§ **Objective**: Give back all the data exactly, line by line.

Position annotation records:
'''

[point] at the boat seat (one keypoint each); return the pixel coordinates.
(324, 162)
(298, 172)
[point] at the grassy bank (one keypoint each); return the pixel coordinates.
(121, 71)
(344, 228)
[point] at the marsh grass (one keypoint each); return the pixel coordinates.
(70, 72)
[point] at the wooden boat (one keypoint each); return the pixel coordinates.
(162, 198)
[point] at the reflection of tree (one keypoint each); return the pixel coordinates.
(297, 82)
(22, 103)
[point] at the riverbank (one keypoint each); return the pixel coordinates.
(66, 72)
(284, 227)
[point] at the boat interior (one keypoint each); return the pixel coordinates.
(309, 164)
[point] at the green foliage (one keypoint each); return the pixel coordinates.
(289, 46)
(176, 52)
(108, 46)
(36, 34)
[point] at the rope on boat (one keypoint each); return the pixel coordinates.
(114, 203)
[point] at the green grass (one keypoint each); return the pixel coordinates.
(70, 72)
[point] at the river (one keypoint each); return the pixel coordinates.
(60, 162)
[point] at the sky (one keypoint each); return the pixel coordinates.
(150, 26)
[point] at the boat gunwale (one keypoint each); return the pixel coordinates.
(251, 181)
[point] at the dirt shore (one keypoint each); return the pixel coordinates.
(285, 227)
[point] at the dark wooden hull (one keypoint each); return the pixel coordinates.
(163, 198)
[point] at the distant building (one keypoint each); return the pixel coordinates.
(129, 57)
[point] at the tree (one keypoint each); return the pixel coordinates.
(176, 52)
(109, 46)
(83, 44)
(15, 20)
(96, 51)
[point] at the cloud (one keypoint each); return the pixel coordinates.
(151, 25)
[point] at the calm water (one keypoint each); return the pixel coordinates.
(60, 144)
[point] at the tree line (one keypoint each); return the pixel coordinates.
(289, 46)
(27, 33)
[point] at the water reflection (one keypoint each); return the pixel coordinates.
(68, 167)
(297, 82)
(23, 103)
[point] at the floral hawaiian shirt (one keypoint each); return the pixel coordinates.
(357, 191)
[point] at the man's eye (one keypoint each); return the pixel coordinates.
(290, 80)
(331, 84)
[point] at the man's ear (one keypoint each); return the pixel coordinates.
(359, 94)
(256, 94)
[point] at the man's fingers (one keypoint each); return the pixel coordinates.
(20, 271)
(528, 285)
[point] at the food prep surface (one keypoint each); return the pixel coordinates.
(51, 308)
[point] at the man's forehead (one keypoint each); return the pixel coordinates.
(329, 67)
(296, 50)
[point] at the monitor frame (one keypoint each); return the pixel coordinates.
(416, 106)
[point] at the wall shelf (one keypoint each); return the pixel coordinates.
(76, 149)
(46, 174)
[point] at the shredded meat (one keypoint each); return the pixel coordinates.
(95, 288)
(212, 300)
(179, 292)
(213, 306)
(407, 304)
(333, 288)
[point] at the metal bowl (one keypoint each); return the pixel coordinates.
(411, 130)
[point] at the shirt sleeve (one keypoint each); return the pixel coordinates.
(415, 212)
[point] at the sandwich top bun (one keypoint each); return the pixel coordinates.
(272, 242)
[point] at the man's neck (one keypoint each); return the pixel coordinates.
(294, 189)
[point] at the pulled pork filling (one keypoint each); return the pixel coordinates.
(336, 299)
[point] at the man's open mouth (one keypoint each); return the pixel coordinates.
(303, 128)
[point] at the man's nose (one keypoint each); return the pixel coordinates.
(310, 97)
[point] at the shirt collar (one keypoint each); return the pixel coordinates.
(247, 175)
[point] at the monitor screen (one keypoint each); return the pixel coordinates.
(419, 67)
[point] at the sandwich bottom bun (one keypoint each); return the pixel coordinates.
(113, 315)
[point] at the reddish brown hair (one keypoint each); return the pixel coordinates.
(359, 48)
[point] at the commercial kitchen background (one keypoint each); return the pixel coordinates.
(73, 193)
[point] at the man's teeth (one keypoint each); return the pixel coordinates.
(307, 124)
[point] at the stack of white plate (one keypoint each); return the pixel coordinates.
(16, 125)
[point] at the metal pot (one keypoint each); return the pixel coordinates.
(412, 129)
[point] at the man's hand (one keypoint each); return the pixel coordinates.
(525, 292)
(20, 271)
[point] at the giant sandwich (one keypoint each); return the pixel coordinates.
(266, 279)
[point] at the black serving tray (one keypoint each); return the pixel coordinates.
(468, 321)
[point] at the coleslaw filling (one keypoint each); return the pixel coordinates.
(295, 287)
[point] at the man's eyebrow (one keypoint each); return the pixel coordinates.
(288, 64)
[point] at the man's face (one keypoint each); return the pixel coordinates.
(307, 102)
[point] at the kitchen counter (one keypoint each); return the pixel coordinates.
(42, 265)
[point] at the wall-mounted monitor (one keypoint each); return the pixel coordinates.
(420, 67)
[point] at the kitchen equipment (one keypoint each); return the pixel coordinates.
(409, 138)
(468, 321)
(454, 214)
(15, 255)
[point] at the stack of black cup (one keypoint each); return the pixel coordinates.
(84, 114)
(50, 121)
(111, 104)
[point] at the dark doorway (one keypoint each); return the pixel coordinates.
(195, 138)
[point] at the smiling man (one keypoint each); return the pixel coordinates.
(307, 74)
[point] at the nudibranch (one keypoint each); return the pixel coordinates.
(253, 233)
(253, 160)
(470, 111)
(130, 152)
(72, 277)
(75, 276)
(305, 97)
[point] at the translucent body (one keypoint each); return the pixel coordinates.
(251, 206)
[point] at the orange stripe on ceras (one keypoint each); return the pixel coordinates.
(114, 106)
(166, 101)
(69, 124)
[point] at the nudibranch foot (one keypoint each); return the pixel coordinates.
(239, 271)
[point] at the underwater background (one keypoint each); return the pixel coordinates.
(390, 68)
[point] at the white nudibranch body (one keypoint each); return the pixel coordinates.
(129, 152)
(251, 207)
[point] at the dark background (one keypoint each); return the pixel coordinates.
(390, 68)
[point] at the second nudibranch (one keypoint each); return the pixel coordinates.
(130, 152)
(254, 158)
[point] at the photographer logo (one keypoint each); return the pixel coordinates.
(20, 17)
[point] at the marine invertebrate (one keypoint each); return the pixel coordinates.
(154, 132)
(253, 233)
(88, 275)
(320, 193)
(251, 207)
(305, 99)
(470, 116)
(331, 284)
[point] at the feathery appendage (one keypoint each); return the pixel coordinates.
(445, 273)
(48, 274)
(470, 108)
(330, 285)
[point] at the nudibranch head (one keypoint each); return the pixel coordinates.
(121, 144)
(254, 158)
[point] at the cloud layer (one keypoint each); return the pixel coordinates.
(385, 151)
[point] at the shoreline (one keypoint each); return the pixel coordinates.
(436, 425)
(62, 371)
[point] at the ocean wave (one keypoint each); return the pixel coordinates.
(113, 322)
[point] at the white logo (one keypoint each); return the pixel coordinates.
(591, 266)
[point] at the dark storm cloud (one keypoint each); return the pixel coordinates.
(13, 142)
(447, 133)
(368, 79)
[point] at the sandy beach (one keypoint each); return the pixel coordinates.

'''

§ **Output for this exercise**:
[point] at the boat seat (one keypoint each); return the pixel coordinates.
(324, 162)
(298, 172)
[point] at the grassy bank (one keypoint each); return the pixel coordinates.
(121, 71)
(344, 228)
[point] at the marsh grass (one keypoint each); return the pixel coordinates.
(70, 72)
[point] at the wooden boat (one keypoint each); return the pixel coordinates.
(162, 198)
[point] at the reflection of tree (one keypoint each); return the pixel coordinates.
(297, 82)
(22, 103)
[point] at the riverbank (one keypoint each); return the pixel coordinates.
(66, 72)
(284, 227)
[point] at the boat interior (one keypoint each); return the pixel coordinates.
(309, 164)
[point] at the green foliage (one keypoint each); return the pixel coordinates.
(289, 46)
(176, 52)
(108, 46)
(36, 34)
[point] at the rope on boat (one keypoint each); return the pixel coordinates.
(114, 203)
[point] at the green grass (one keypoint each); return the pixel coordinates.
(70, 72)
[point] at the river (one keypoint each); return the pixel coordinates.
(60, 162)
[point] at the sky (one keypoint each); return the pixel coordinates.
(150, 26)
[point] at the boat gunwale (one keypoint each); return the pixel coordinates.
(251, 181)
[point] at the dirt shore (one keypoint each); return the pixel coordinates.
(285, 227)
[point] at the dark wooden hull (one keypoint each); return the pixel coordinates.
(163, 198)
[point] at the distant building (one keypoint each); return the pixel coordinates.
(129, 57)
[point] at the tree (one keypoint each); return the pixel coordinates.
(176, 52)
(109, 46)
(83, 44)
(15, 20)
(96, 51)
[point] at the cloud (one keypoint each); return the pixel coordinates.
(151, 25)
[point] at the calm water (one keypoint each); return the pixel coordinates.
(60, 144)
[point] at the tree line (one keypoint each); return the pixel coordinates.
(289, 46)
(27, 33)
[point] at the water reflection (one keypoint each); return the pixel coordinates.
(68, 167)
(297, 82)
(23, 103)
[point] at the floral hawaiian shirt (one keypoint each); return the pixel coordinates.
(357, 191)
[point] at the man's eye (one keypoint each); return the pixel coordinates.
(290, 80)
(331, 84)
[point] at the man's ear (one keypoint each); return the pixel coordinates.
(359, 94)
(256, 94)
[point] at the man's fingers (one keypoint each); return the pixel coordinates.
(20, 271)
(528, 285)
[point] at the food prep surface (one keypoint each); return the pixel coordinates.
(51, 308)
[point] at the man's forehead (one keypoint each); return the pixel coordinates.
(329, 67)
(296, 50)
[point] at the monitor frame (one keypoint each); return the pixel coordinates.
(416, 106)
[point] at the wall shelf (one keypoint each); return the pixel coordinates.
(76, 149)
(46, 174)
[point] at the shredded meat (one keypoint each); return the pixel coordinates.
(95, 288)
(212, 300)
(179, 292)
(213, 306)
(407, 304)
(333, 288)
[point] at the metal bowl (one keypoint each); return the pixel coordinates.
(411, 130)
[point] at the shirt sleeve (one keypoint each); return the pixel coordinates.
(415, 212)
[point] at the sandwich top bun (one keypoint each); return the pixel coordinates.
(272, 242)
[point] at the man's neck (one keypoint each); return the pixel coordinates.
(294, 189)
[point] at the pulled pork filling (one keypoint each); return the pixel coordinates.
(336, 299)
[point] at the man's open mouth (one keypoint each); return the pixel coordinates.
(303, 128)
[point] at the man's nose (one keypoint each); return the pixel coordinates.
(310, 97)
[point] at the shirt collar (one keypoint each); return the pixel coordinates.
(247, 175)
[point] at the monitor screen (one keypoint each); return the pixel coordinates.
(419, 67)
[point] at the sandwich bottom bun (one keypoint each); return the pixel coordinates.
(113, 315)
[point] at the reddish brown hair (one keypoint each); return the pixel coordinates.
(359, 48)
[point] at the commercial kitchen background (one keypoint each); return the pixel coordinates.
(73, 193)
[point] at the man's teeth (one keypoint each); return the pixel coordinates.
(307, 124)
[point] at the stack of white plate (one keypoint each); return the pixel coordinates.
(16, 125)
[point] at the metal pot (one keypoint each); return the pixel coordinates.
(412, 129)
[point] at the man's hand (one keypoint each); return the pixel coordinates.
(525, 292)
(20, 271)
[point] at the giant sandwich (one keypoint each); return the pixel coordinates.
(266, 279)
[point] at the black serving tray (one keypoint each); return the pixel coordinates.
(468, 321)
[point] at the coleslaw filling (one keypoint each); return the pixel coordinates.
(295, 287)
[point] at the man's eyebrow (one keypoint each); return the pixel coordinates.
(288, 64)
[point] at the man's face (one keypoint each); return the pixel coordinates.
(307, 102)
[point] at the kitchen counter (one keypoint each); return the pixel coordinates.
(42, 265)
[point] at the wall-mounted monitor (one keypoint each); return the pixel coordinates.
(420, 67)
[point] at the kitchen equipment (one keypoint each); return the pixel coordinates.
(409, 138)
(468, 321)
(454, 214)
(15, 255)
[point] at the stack of black cup (one keypoint each); return the pixel coordinates.
(84, 114)
(50, 121)
(111, 104)
[point] at the dark doorway (one keypoint each); return the pixel coordinates.
(195, 138)
[point] at the smiling man (one keypoint each); return the pixel coordinates.
(307, 74)
[point] at the nudibranch (one keypoint each); return the pixel coordinates.
(253, 233)
(253, 160)
(470, 111)
(130, 152)
(72, 277)
(75, 276)
(305, 97)
[point] at the translucent body (one keypoint each); return the pixel coordinates.
(251, 206)
[point] at the orange stripe on ceras (one keypoint each); return the pixel coordinates.
(114, 106)
(166, 101)
(69, 124)
[point] at the nudibranch foot (one keypoint each); return the pixel coordinates.
(239, 271)
[point] at the underwater background (one keypoint each); return the pixel coordinates.
(390, 68)
[point] at the white nudibranch body (one keypoint each); return the pixel coordinates.
(129, 152)
(251, 207)
[point] at the dark background (one keypoint each); return the pixel coordinates.
(390, 68)
[point] at the second nudibranch (one keypoint each); return the pixel coordinates.
(130, 152)
(254, 158)
[point] at the photographer logo (one keypoint each); return the pixel coordinates.
(20, 17)
[point] at the marine invertebrate (one keypoint each); return the pixel coordinates.
(154, 132)
(253, 233)
(88, 275)
(320, 193)
(251, 207)
(305, 99)
(470, 116)
(331, 284)
[point] at the feathery appendage (one keypoint each); return the pixel coordinates.
(445, 273)
(48, 274)
(470, 108)
(330, 285)
[point] at the nudibranch head (one keypoint each); return the pixel coordinates.
(121, 144)
(254, 158)
[point] at the cloud layer (one keypoint each); return the pixel coordinates.
(385, 151)
[point] at the shoreline (one keypoint each); return the pixel coordinates.
(436, 425)
(62, 371)
[point] at the ocean wave (one keypoint each); return the pixel coordinates.
(113, 322)
[point] at the white logo (one keypoint each); return the pixel coordinates.
(591, 266)
[point] at the dark storm cloud (one keypoint each); return the pixel coordinates.
(13, 142)
(447, 133)
(368, 79)
[point] at the sandy beach (one keypoint each); return the pixel coordinates.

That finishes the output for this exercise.